-- TASK OBJECTIVE --
Retype the listing below, keeping every line the same.

-- TASK INPUT --
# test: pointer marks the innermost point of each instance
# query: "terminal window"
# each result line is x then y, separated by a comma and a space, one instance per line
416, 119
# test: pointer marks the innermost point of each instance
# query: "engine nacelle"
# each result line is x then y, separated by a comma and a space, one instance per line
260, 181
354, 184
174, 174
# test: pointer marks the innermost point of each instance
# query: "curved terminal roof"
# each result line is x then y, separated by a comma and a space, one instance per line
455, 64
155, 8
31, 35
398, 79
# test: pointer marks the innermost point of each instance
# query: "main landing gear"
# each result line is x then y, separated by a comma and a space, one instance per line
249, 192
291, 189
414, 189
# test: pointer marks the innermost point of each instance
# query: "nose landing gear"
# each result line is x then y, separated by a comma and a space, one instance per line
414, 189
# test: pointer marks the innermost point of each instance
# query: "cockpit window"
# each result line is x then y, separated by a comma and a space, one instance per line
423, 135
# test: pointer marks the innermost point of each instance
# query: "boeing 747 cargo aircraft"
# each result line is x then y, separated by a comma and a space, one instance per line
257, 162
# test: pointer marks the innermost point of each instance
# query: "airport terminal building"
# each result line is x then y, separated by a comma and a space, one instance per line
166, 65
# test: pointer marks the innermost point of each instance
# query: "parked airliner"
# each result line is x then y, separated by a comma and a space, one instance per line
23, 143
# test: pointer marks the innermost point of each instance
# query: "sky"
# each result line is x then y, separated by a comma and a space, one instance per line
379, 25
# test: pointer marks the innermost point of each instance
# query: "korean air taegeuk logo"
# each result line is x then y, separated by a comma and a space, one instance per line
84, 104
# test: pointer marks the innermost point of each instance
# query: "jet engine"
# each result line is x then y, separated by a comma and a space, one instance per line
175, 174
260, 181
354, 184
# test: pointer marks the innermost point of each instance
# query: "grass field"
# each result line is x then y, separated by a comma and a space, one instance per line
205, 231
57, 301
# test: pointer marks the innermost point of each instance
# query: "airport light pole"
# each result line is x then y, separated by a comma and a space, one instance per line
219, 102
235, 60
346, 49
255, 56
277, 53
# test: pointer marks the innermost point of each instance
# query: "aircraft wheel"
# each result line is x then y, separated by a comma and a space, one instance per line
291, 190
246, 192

-- WRITTEN REPLY --
# test: pointer marks the innermost point of each instance
# query: "terminal window"
# each result line is x then y, separated by a comma and a space, one instance per line
416, 119
# test: pointer marks the innermost point of each instance
# query: "engine nacelle"
# each result line is x then y, separated by a comma and a space, one instance per line
260, 181
354, 184
174, 174
# test: pointer marks the innermost point of each instance
# query: "curved terminal roof"
# each result line is x then y, separated by a comma and a space, one instance per line
455, 64
155, 8
31, 35
398, 79
# test: pointer marks the innermost point of each instance
# query: "main landing gear"
# each result line is x then y, separated by a comma and a space, one instance per line
249, 192
291, 189
414, 189
# test: pointer marks the innermost point of each instance
# query: "nose landing gear"
# each result line is x then y, separated by a comma and a space, one instance per line
414, 189
# test: pointer marks the innermost point of each instance
# query: "cockpit window"
# each result line is x then y, separated by a comma and a space, one instance per line
423, 135
# test: pointer marks the innermost point of each instance
# query: "boeing 747 cargo aircraft"
# each result line is x then y, separated by a comma and a space, one instance per line
257, 162
# test: pointer marks the innermost point of each instance
# query: "airport terminal building"
# each result line is x then y, separated by a comma and a space, one instance per line
166, 65
# test: pointer marks the innermost point of each instance
# query: "parked airliner"
# each result line is x then y, separated by a comma and a space, one instance per line
23, 143
# test: pointer marks the innermost point of each instance
# query: "sky"
# each result line is x then y, separated by a comma and a space, one instance per line
379, 25
# test: pointer marks the innermost point of each instance
# query: "korean air taegeuk logo"
# each result line is x then y, separated by a comma and a space, one instance per line
84, 104
# test: pointer marks the innermost point of each instance
# query: "jet engine"
# each result line is x then y, separated by a comma and a space, one instance per line
175, 174
260, 181
354, 184
# test: pointer marks the innermost point of each instance
# query: "grass field"
# each result line is x then y, separated by a comma and a space, one instance per line
205, 231
57, 301
# test: pointer marks the innermost point of each instance
# query: "airport light pole"
# each result line is x then y, separated by a comma and a space, one instance per line
219, 102
235, 60
346, 49
255, 56
277, 53
# test: pointer marks the innermost point of each instance
# query: "aircraft wheel"
# each result line is x then y, separated by a comma and a space, one instance per line
291, 190
246, 192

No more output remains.